Exercise passage
_ _ _ _ _ _ _

Over the past twenty years, members of our SA research team have judged the local reporting of alcohol use to be extremely candid and forthright among women and men in the WCP [1,2,7,8]. Furthermore, we have found that reports of alcohol use, childbearing, and other personal information across various datasets collected in these populations were reliable. Associations between self-reported alcohol use data and specific alcohol-related outcomes, specifically diagnoses within the continuum of FASD, correlated significantly with seemingly credible levels of alcohol exposure in multiple samples and studies [3–6,8,9], yet the accuracy of the basic alcohol reporting had not been tested against biomarkers of alcohol use. Therefore, we embarked on this study to assess the accuracy of alcohol-use reporting in these SA communities.
In studies of alcohol use reporting carried out in some populations, women are believed to be less than honest and accurate when providing alcohol-use information, [10–12] especially in prenatal clinic settings in Western Europe. This finding has been reported when sensitive alcohol-specific biomarkers were employed using appropriate biological specimens [13–16]. However, there is also ample evidence that many populations report quite accurately if proper interviewing techniques are used, rapport is built, and multiple measures of alcohol use over time are used [16–23].
1.1 Study Objectives: Cross Validation for a Utilitarian Understanding
There were two objectives in this study. The first objective was to assess whether the maternal population of the WCP of SA is accurate in the overall reporting of alcohol use during pregnancy by utilizing objective biomarkers of drinking. Second, we sought to estimate how accurate, sensitive, and specific each of the two biomarkers was for detecting any level of alcohol use in this population through comparison of the biomarker results with self-report. It is a comparative validity study of the two methods to determine their utility for use in both antenatal clinic applications and for research purposes.

_ _ _ _ _ _ _

Data extract
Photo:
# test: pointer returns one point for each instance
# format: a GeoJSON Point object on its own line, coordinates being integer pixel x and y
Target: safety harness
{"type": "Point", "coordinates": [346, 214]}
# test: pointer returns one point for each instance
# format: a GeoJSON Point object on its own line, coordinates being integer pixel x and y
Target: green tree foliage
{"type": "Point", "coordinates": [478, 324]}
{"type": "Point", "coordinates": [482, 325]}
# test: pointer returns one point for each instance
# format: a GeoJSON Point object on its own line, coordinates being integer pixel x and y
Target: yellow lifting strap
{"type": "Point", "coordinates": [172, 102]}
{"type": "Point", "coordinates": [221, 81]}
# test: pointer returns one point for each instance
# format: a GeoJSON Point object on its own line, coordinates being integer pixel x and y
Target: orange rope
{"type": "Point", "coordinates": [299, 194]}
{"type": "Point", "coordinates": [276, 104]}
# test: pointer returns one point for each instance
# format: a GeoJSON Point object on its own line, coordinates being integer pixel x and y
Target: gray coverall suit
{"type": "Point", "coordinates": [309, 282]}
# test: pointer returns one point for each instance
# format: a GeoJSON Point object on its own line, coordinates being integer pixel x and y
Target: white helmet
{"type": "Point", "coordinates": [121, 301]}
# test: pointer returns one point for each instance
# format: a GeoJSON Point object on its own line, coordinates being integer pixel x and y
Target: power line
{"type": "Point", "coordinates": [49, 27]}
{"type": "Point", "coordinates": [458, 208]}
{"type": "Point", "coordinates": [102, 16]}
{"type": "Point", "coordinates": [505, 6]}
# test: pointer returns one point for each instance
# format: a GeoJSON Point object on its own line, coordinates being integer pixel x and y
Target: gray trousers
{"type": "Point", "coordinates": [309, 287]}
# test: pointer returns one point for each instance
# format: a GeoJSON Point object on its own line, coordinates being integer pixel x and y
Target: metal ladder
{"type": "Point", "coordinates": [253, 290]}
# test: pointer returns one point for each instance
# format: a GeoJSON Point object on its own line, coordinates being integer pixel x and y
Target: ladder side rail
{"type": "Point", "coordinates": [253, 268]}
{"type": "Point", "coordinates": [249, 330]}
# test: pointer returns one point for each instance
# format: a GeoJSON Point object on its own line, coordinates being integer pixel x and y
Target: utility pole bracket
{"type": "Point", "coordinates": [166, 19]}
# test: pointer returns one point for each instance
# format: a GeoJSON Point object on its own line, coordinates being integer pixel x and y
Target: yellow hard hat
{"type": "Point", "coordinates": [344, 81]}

_ _ _ _ _ _ _

About this exercise
Quote the passage on alcohol-use reporting from "In studies of" up to and including "are used [16–23].".

Solution for this task
In studies of alcohol use reporting carried out in some populations, women are believed to be less than honest and accurate when providing alcohol-use information, [10–12] especially in prenatal clinic settings in Western Europe. This finding has been reported when sensitive alcohol-specific biomarkers were employed using appropriate biological specimens [13–16]. However, there is also ample evidence that many populations report quite accurately if proper interviewing techniques are used, rapport is built, and multiple measures of alcohol use over time are used [16–23].